Dazu komme ein stärker werdender Trend zum frühen Buchen - zu Jahresbeginn waren bereits 20 Prozent der Sommerangebote bei TUI vergeben. Urlaube würden vermehrt auch außerhalb der Hauptreisezeiten gebucht, folglich wurde das Angebot vor allem in den Nebensaisonmonaten Mai und Oktober deutlich aufgestockt. Unverändert im Vergleich zum Vorjahr sind die beliebtesten Destinationen: Griechenland und der „konstante Gewinner Spanien“. „Die Buchungszahlen sind über die vergangenen Jahre stetig im Steigen“, sagt Lisa Weddig, Geschäftsführerin des Reiseveranstalters.

────────────────

▸ Aufgabe
Beantworte bitte diese Fragen zum Seitenauszug:
1. Wie viel Prozent der Sommerangebote waren bei TUI zu Jahresbeginn schon vergeben?
2. In welchen Nebensaisonmonaten wurde das Angebot deutlich aufgestockt?
3. Welche beiden Länder sind die beliebtesten Destinationen?
Stütze dich dabei nur auf den Seitenauszug.

▸ Datenauszug
────────────────

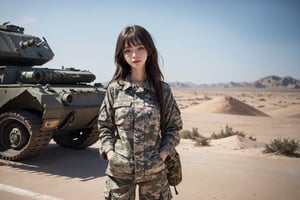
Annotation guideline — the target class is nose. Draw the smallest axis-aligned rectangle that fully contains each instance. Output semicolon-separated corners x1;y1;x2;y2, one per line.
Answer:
132;51;137;57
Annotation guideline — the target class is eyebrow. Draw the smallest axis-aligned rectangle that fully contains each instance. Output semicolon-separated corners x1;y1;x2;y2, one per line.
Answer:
124;44;144;49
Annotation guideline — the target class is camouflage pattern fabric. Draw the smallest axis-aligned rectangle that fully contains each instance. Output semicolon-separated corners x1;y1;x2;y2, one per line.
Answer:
98;76;182;198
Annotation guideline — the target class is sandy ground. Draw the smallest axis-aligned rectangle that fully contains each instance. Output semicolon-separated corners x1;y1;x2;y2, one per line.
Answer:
0;88;300;200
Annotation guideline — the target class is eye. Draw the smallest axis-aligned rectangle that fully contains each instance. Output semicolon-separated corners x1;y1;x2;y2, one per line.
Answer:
123;49;131;54
138;46;146;50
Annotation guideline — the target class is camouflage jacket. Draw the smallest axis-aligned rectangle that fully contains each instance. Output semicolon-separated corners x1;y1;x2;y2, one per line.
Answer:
98;78;182;181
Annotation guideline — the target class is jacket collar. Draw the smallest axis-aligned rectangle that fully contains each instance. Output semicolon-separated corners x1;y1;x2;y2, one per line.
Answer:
121;74;154;92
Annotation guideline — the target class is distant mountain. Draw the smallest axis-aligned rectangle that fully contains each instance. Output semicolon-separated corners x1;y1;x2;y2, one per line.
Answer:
254;76;300;88
169;76;300;89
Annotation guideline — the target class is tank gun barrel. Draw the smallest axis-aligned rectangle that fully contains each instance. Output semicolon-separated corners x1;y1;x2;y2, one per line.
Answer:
20;68;96;84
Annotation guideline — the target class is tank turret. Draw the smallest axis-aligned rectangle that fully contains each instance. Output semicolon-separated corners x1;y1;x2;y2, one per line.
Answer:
0;23;54;66
0;23;106;160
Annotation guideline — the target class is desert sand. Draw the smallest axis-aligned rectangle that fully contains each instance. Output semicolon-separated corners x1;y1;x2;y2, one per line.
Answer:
0;88;300;200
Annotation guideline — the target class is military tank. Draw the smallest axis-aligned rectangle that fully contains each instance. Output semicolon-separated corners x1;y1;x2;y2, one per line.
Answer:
0;23;105;160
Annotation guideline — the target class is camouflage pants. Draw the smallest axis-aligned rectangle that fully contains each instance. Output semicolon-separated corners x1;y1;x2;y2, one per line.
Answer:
104;173;172;200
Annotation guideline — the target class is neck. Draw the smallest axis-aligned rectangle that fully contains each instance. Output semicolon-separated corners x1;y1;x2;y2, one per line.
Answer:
131;71;146;84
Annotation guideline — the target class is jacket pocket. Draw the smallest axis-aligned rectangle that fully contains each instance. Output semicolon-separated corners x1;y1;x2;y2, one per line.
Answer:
108;153;134;176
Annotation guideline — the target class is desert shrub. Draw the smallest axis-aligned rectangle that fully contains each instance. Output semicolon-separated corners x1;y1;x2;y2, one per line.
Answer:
194;135;209;146
179;128;209;146
263;138;300;156
179;128;200;140
248;136;256;141
210;125;245;139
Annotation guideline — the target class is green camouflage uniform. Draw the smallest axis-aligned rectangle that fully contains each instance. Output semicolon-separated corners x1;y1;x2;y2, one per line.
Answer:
98;76;182;200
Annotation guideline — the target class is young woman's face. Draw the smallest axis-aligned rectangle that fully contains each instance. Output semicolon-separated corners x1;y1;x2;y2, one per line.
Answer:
123;44;148;69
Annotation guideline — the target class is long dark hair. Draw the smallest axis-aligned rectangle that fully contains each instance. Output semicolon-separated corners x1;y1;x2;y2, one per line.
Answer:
111;25;165;131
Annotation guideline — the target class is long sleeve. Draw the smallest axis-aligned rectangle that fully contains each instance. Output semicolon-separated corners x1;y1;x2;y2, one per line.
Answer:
160;83;182;155
98;84;116;159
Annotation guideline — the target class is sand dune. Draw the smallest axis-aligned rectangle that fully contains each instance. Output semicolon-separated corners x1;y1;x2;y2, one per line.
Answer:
210;135;264;150
185;96;268;116
268;105;300;118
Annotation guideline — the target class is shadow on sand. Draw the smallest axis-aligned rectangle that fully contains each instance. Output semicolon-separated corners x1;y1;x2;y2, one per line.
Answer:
2;144;107;181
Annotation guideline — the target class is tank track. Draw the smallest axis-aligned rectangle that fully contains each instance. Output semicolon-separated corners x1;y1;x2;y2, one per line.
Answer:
0;111;52;160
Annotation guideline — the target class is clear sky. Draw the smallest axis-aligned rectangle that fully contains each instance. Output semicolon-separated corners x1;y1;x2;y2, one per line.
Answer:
0;0;300;84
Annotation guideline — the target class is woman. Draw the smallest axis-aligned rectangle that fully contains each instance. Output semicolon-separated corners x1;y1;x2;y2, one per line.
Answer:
98;25;182;200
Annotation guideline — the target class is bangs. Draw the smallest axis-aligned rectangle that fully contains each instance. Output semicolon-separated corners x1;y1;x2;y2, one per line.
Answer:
124;33;144;47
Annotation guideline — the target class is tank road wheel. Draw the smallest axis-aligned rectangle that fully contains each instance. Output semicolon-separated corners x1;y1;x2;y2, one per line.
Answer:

────────────────

▸ Ergebnis
1. 20 Prozent
2. Mai und Oktober
3. Griechenland und Spanien